Work to do - Lines from the one containing "Pin every instance of the person walking" through the end of the data are to be returned exactly, and no others.

The data -
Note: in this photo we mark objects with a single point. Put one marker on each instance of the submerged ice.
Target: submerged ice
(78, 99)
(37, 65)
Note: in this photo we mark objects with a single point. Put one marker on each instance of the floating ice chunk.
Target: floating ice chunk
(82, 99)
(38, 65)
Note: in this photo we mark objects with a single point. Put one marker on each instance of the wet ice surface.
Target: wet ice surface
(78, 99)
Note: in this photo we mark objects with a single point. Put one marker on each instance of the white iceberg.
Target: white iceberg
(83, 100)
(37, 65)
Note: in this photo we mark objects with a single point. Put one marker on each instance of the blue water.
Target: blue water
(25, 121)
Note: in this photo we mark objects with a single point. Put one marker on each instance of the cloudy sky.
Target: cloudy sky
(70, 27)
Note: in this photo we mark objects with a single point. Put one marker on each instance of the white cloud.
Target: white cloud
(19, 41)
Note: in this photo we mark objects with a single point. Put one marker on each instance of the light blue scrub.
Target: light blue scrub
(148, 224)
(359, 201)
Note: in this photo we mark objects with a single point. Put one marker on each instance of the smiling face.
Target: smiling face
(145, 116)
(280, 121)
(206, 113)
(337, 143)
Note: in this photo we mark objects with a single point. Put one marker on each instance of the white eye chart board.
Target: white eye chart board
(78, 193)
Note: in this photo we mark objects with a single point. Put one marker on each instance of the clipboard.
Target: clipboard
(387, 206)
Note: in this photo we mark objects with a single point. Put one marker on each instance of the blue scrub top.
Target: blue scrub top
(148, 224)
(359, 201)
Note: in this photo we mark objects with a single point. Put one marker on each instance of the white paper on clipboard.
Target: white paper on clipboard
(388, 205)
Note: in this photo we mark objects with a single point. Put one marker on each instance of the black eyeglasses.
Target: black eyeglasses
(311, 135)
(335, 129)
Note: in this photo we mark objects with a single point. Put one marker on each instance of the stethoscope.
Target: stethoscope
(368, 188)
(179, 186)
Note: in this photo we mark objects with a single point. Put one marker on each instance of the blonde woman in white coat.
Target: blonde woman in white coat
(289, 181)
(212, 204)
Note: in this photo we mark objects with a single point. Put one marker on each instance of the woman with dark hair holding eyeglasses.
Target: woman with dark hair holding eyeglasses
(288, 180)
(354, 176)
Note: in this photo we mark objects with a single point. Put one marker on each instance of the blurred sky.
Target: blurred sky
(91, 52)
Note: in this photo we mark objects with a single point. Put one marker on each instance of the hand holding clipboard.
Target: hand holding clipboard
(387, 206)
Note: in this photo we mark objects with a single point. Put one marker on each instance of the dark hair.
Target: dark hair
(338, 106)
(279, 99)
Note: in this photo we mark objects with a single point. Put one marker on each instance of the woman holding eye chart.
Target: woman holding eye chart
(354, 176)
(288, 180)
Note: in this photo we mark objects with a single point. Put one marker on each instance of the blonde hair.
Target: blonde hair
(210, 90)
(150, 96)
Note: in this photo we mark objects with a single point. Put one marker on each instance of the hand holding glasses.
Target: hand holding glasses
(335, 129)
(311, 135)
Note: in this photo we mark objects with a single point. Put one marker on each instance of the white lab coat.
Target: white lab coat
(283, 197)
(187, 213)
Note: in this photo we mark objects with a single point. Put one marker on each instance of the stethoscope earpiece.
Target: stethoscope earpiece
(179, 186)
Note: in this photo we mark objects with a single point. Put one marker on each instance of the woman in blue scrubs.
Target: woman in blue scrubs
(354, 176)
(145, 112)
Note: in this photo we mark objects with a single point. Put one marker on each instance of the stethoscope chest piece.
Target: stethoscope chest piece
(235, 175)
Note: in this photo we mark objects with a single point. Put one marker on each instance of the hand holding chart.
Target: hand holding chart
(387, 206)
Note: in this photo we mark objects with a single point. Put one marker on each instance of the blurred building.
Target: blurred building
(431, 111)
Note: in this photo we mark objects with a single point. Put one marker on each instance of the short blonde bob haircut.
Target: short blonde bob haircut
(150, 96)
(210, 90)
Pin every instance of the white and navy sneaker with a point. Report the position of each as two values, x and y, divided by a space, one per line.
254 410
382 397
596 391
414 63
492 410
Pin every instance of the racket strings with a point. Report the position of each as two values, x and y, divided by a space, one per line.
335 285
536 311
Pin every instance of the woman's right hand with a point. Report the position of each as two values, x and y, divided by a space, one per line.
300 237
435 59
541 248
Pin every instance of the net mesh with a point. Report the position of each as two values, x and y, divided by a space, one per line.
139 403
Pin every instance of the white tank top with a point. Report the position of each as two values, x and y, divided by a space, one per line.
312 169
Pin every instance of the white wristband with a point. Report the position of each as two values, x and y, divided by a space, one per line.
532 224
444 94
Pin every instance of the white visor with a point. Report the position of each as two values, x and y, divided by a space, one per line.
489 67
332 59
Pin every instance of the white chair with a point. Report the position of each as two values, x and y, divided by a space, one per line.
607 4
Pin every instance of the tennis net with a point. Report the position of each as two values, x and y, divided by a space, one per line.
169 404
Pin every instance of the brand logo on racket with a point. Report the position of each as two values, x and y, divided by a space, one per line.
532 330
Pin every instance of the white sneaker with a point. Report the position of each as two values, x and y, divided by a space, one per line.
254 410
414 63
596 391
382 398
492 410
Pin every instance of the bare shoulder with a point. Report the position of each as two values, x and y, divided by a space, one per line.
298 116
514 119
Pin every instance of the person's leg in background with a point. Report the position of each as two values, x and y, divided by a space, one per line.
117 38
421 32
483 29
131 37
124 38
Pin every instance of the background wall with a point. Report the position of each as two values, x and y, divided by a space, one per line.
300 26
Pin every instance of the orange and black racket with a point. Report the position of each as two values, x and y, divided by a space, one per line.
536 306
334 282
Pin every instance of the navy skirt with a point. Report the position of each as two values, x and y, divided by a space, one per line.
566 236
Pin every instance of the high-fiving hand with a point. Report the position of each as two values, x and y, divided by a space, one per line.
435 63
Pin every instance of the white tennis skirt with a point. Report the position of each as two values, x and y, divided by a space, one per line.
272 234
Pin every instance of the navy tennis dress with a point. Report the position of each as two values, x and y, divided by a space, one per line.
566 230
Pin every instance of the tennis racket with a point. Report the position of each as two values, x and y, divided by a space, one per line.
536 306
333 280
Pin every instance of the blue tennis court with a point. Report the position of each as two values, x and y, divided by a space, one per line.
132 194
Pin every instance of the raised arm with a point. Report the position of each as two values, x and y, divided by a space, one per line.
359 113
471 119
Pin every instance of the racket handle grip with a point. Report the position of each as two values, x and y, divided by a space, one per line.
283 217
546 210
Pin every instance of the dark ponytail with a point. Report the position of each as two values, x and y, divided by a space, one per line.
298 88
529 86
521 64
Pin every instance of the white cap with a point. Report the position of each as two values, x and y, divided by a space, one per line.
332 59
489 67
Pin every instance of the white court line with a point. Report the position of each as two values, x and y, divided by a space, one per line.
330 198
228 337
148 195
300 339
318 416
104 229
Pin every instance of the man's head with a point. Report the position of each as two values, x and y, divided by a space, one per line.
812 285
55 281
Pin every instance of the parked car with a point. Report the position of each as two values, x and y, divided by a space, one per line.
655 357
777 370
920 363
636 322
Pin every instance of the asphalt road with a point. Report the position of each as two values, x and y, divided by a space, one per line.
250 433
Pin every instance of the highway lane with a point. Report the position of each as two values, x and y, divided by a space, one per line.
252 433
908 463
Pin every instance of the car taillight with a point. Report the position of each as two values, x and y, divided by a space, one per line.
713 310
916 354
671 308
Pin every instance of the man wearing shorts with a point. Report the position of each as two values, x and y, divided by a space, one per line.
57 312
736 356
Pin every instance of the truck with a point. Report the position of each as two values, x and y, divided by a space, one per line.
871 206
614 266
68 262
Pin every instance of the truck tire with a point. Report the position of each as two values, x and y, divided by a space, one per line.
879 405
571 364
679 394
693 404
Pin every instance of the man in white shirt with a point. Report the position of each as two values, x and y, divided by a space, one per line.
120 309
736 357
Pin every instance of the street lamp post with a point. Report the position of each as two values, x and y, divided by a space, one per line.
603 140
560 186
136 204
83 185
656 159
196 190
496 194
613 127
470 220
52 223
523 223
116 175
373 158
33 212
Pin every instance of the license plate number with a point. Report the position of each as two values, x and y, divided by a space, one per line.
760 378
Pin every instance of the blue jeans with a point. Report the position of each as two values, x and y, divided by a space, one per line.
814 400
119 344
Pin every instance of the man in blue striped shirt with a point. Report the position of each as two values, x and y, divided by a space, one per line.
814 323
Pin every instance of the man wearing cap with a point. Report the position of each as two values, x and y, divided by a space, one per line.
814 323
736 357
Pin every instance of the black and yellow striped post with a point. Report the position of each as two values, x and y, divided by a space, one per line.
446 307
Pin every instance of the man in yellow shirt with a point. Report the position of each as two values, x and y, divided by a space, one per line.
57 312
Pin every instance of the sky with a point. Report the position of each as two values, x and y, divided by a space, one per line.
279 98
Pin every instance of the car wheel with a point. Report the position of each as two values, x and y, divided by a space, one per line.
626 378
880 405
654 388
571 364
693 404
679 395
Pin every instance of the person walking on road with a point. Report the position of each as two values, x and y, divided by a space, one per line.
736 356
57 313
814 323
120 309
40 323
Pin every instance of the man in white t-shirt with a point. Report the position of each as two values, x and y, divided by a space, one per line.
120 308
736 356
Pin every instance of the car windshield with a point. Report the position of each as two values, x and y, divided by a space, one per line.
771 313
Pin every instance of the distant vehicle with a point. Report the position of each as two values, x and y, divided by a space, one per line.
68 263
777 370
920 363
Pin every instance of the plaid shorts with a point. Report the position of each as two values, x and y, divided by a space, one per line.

Response to the exercise -
Pin every instance of the person walking on road with a point. Report the position of each as two values, x and y, divided by a space, one per line.
736 356
57 313
814 323
120 309
40 323
Pin every instance of the man in white t-shirt with a point. Report the position of each as two values, x and y, divided by a space, one per line.
120 308
736 356
Pin every instance of the car windshield with a point. Report the position of each as two values, x and y, divided by a space, one per line.
771 313
Pin every instance of the distant vehicle with a point. Report the position of each as two values, x and y, divided by a space, one per line.
68 263
777 370
920 363
Pin every instance of the plaid shorts with a point. Report the position of each as two values, x and y, divided by a space, one per line.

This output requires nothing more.